[Location identification records]
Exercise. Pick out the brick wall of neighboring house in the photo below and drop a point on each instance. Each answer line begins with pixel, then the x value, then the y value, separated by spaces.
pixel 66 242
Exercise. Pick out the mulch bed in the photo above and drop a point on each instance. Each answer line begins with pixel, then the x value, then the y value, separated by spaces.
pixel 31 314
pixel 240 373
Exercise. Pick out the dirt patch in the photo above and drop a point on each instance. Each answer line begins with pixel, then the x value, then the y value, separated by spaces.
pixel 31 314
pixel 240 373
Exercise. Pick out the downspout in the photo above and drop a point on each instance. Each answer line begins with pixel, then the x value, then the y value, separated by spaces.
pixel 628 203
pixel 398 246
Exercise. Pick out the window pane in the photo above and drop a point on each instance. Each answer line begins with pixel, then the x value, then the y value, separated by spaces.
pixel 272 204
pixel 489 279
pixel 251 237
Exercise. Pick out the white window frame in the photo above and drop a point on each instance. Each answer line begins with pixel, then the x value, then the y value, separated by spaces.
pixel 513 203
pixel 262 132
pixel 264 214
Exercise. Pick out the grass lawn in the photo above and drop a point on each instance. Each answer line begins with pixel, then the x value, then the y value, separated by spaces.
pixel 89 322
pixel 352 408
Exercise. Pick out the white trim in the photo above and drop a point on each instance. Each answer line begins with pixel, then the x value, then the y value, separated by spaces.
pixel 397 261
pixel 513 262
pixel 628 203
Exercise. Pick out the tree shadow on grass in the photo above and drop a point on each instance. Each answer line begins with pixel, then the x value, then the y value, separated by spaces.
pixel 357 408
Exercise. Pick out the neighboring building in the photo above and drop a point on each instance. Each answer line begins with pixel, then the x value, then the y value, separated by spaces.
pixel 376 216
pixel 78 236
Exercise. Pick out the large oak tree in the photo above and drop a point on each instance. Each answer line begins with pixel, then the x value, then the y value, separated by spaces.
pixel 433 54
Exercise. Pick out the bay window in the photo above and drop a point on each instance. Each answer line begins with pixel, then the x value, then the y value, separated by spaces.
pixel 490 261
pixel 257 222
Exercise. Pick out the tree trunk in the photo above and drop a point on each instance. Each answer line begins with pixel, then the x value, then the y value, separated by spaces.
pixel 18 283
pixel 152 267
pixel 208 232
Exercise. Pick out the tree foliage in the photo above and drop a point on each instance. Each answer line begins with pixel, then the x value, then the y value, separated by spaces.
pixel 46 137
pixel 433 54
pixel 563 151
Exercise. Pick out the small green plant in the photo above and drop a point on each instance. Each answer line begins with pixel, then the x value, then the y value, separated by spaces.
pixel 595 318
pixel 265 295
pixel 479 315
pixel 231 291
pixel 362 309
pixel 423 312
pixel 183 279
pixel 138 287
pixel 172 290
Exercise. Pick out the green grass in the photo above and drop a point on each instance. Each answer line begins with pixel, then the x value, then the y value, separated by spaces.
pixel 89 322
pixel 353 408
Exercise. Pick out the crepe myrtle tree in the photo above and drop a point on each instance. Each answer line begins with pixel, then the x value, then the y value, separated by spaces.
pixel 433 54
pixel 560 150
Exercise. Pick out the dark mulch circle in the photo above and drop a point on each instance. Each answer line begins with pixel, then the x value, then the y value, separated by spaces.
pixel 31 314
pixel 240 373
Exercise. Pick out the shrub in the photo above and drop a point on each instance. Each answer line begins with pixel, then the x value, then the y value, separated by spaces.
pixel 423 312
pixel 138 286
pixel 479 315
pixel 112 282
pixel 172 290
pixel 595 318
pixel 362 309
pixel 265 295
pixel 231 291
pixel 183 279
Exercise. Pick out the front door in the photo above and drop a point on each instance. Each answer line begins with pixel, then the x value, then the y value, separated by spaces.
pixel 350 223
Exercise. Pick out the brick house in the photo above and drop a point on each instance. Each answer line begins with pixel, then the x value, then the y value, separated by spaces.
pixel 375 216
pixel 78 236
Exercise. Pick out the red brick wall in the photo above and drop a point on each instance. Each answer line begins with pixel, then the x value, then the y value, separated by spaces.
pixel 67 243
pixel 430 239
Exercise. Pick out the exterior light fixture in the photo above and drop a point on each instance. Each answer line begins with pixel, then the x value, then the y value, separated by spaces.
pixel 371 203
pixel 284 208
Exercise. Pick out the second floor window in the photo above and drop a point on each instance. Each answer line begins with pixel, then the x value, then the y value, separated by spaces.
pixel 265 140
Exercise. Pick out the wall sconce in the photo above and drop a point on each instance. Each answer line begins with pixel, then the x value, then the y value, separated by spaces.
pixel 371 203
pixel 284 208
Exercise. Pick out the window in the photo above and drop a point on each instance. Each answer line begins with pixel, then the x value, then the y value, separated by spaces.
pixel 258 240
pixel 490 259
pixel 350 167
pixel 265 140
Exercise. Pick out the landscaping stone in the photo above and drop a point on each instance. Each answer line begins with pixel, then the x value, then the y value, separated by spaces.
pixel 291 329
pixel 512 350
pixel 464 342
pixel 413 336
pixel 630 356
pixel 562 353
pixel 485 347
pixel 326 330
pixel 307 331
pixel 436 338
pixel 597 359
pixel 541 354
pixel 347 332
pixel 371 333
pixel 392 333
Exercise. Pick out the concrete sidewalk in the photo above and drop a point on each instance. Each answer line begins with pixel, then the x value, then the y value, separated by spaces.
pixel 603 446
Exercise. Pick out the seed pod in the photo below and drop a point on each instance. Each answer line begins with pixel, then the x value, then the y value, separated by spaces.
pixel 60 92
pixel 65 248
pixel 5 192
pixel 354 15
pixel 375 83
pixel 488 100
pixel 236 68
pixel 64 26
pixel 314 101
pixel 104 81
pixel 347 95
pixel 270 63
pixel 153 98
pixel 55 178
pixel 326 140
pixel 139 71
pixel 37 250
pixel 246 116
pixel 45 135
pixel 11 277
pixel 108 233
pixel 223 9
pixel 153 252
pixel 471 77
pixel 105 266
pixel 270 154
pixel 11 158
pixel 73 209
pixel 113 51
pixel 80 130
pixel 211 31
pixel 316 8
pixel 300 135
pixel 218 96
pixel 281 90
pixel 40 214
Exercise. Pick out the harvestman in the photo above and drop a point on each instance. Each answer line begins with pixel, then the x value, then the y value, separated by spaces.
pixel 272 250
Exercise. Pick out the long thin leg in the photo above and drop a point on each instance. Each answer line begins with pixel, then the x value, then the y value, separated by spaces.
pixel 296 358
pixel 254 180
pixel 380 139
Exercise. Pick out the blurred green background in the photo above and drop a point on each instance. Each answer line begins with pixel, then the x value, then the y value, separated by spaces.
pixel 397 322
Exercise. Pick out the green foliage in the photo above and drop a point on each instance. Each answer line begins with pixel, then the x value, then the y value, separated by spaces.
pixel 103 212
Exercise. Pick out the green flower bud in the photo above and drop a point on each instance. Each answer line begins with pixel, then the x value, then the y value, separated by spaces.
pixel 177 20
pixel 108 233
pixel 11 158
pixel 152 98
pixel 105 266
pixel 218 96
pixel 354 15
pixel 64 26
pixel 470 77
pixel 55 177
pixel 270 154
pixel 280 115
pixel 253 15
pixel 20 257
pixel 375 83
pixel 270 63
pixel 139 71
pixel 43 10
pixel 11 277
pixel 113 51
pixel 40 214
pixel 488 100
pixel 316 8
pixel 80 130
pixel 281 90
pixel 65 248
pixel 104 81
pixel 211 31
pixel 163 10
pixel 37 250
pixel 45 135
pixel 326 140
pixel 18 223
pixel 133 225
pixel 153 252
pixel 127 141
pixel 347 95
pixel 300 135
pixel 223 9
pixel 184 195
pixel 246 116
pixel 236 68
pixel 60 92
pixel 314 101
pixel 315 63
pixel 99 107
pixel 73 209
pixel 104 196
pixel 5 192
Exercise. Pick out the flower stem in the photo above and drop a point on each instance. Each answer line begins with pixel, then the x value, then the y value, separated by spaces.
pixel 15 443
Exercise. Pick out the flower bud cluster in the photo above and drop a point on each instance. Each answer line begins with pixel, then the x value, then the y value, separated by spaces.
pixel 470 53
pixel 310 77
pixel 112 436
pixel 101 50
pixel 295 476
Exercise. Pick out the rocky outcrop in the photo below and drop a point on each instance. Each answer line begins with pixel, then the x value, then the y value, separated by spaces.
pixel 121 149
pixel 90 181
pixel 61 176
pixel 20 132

What you need to do — Put the records from the line containing "Exercise. Pick out the flower stem" through the end of the records, inclusive, into a two-column CSV with the headers instruction and points. Give one row per request, placing its text and its answer each in a single quoted field, with line breaks replaced by spaces.

Final answer —
instruction,points
"Exercise. Pick out the flower stem in the photo above and drop a point on each instance. Each answer line begins with pixel, then the x value, then the y value, separated by spaces.","pixel 15 443"
"Exercise. Pick out the flower bud cluster in the photo above and drop a point on each instance. Each answer line begins with pixel, then the x value, then the y value, separated by spaces.","pixel 470 53 pixel 310 77 pixel 112 436 pixel 101 50 pixel 295 476"
"Exercise. Pick out the rocky outcrop in the photo below and drop a point on each instance. Each answer line begins with pixel, then the x value, then the y value, separated by spaces.","pixel 121 149 pixel 90 181 pixel 61 176 pixel 20 132"